(Reading passage begins)

Alumni who are members of the Oxford & Cambridge Club gathered in London on 24 November for a dinner to mark St Catharine's Day. This year was the 17th time such a dinner has been held, it being the original idea of alumnus Brian Woodham (1961, Mechanical Sciences). From 2024 onwards Alexander Most (2001, Natural Sciences) will fully take over organising the evening on behalf of members, who reported:
“Brian, along with the club's banqueting teams have created an annual tradition that we hope members will continue to eagerly add to diaries for many years to come. It is a wonderful and somewhat lively evening to celebrate and reminisce on our shared experiences of Catz. I thank Brian and the Club for all their work in establishing and organising the dinner to date. A total of 48 members and their guests made up the cohort, many of whom were sporting claret and rose ties, cufflinks and other suitable Catharinian adornments. I was delighted read out a message of best wishes from the Master, Sir John Benger (1979, Master 2023), which included details of other events taking place to mark St Catharine's Day in the College's 550th year. Thomas Prifti (1954, Law) was the father of the dinner.

(Reading passage ends)
(Data to examine begins)

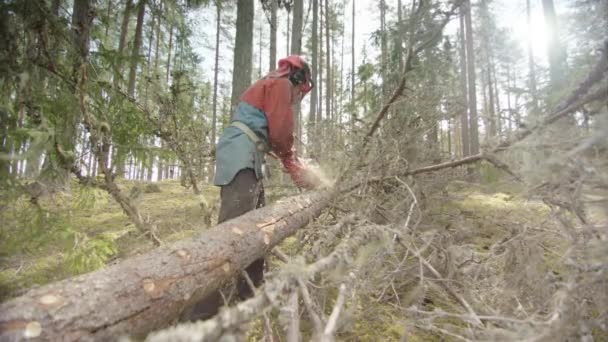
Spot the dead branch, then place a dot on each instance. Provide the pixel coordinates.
(274, 292)
(330, 327)
(311, 308)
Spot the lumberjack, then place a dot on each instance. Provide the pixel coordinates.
(262, 123)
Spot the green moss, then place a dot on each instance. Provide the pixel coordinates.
(81, 230)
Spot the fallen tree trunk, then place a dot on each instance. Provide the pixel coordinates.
(149, 291)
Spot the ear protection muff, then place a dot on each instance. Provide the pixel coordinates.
(300, 77)
(297, 77)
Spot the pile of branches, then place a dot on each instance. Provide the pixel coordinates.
(390, 253)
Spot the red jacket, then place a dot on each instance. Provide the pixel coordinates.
(273, 96)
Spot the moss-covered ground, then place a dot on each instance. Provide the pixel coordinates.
(84, 229)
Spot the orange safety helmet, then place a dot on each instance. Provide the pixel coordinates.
(298, 72)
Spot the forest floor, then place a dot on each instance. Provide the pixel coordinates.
(84, 230)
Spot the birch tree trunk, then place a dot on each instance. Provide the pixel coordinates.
(474, 135)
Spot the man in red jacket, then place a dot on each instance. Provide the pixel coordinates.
(262, 122)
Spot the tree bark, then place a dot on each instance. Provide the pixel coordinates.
(473, 125)
(149, 291)
(137, 42)
(353, 73)
(328, 81)
(169, 53)
(555, 50)
(464, 116)
(314, 62)
(218, 23)
(296, 49)
(320, 64)
(273, 35)
(122, 41)
(296, 27)
(243, 50)
(531, 66)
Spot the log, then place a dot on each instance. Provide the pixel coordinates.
(149, 291)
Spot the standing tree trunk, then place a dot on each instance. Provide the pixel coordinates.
(352, 75)
(218, 13)
(400, 34)
(314, 62)
(531, 66)
(464, 116)
(296, 27)
(137, 41)
(296, 49)
(169, 53)
(243, 50)
(320, 74)
(555, 50)
(328, 59)
(122, 41)
(471, 78)
(491, 112)
(383, 48)
(273, 35)
(149, 291)
(158, 36)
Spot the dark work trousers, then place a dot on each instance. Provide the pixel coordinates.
(244, 193)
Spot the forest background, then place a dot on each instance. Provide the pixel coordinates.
(110, 111)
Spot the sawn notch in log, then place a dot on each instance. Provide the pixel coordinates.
(149, 291)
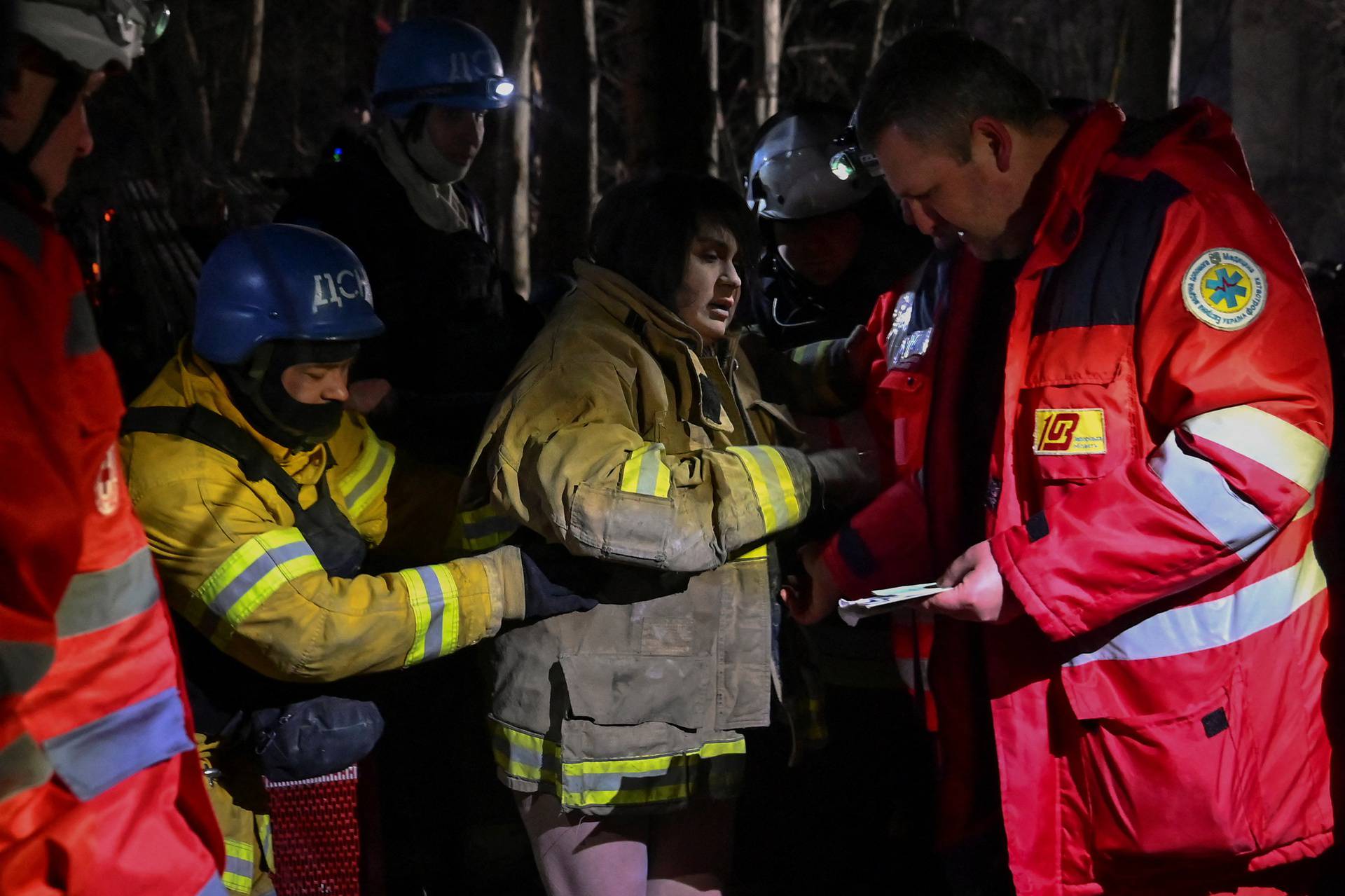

(Data to examine ends)

**Exercise**
Decide whether each statement agrees with the dinner report, answering yes or no and quoting the words of the report that settle it.
1. This year's dinner was the 17th of its kind.
2. Brian Woodham will take over organizing the evening from 2024.
3. Fewer than 40 members and guests attended.
Work from the dinner report alone and set the listing aside.

**Answer section**
1. Yes: "This year was the 17th time such a dinner has been held"
2. No: "From 2024 onwards Alexander Most (2001, Natural Sciences) will fully take over organising the evening"
3. No: "A total of 48 members and their guests made up the cohort"